Görev amacı
Aşağıdaki mahkeme kararı şu ifadeleri doğruluyor mu? Her biri için evet ya da hayır deyin ve belirleyici sözleri metinden olduğu gibi alıntılayın.
1. Davanın konusu tazminattır.
2. İncelenen karar İzmir 2. Asliye Ticaret Mahkemesi'ne aittir.
3. İstinaf başvurusu davalı vekili tarafından yapılmıştır.

Gösterilen metin
--- --- ---

Emsal Mahkeme Kararı İzmir Bölge Adliye Mahkemesi 17. Hukuk Dairesi 2022/1911 E. 2022/1838 K. 10.11.2022 T.

Görüntülediğiniz mahkeme kararı kesinleşmiş bir karardır.

T.C.
İZMİR
BÖLGE ADLİYE MAHKEMESİ
17. HUKUK DAİRESİ

DOSYA NO : 2022/1911
KARAR NO : 2022/1838
KARAR TARİHİ : 10/11/2022

T Ü R K M İ L L E T İ A D I N A
B Ö L G E A D L İ Y E M A H K E M E S İ K A R A R I

İNCELENEN KARARIN
MAHKEMESİ : İZMİR 1. ASLİYE TİCARET MAHKEMESİ
TARİHİ : 24/05/2022
NUMARASI : 2020/703 Esas ve 2022/455 Karar
DAVANIN KONUSU : Tazminat
BAM KARAR TARİHİ : 10/11/2022
KARAR YAZIM TARİHİ : 10/11/2022

Davacı vekili tarafından yukarıda belirtilen karara karşı istinaf yasa yoluna başvurulması üzerine, 6100 sayılı Hukuk Muhakemeleri Kanunu’nun 352. maddesi uyarınca yapılan ön inceleme sonucunda.

--- --- ---

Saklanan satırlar
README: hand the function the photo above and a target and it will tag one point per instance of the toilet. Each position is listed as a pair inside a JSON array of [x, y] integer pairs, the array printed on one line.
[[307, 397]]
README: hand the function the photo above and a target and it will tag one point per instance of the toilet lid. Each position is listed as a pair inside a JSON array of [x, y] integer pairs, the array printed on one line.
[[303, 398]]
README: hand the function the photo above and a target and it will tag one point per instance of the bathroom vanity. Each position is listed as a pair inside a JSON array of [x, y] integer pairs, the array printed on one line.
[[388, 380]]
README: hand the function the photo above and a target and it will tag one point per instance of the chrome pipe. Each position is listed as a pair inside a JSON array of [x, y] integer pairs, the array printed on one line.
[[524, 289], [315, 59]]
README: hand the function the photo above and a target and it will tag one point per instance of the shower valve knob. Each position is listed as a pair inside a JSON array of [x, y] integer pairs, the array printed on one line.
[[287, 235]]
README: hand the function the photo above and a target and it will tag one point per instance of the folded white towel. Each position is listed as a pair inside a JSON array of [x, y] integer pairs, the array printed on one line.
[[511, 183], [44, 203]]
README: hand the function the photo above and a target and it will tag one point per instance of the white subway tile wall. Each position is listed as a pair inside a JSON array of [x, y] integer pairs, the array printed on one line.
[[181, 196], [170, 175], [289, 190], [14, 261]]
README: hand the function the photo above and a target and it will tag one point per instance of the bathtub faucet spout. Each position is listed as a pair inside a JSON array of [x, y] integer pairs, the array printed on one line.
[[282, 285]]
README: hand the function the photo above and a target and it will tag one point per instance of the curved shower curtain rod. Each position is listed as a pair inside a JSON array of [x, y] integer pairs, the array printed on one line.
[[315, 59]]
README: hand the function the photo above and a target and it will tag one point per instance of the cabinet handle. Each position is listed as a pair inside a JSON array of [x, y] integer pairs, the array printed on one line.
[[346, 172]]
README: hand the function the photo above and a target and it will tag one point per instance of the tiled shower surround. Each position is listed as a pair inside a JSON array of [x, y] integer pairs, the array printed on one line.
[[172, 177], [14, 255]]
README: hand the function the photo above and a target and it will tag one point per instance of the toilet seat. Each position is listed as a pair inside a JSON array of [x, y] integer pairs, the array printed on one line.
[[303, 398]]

--- --- ---

Doğru sonuç
1. Evet: "DAVANIN KONUSU : Tazminat"
2. Hayır: "MAHKEMESİ : İZMİR 1. ASLİYE TİCARET MAHKEMESİ"
3. Hayır: "Davacı vekili tarafından yukarıda belirtilen karara karşı istinaf yasa yoluna başvurulması üzerine"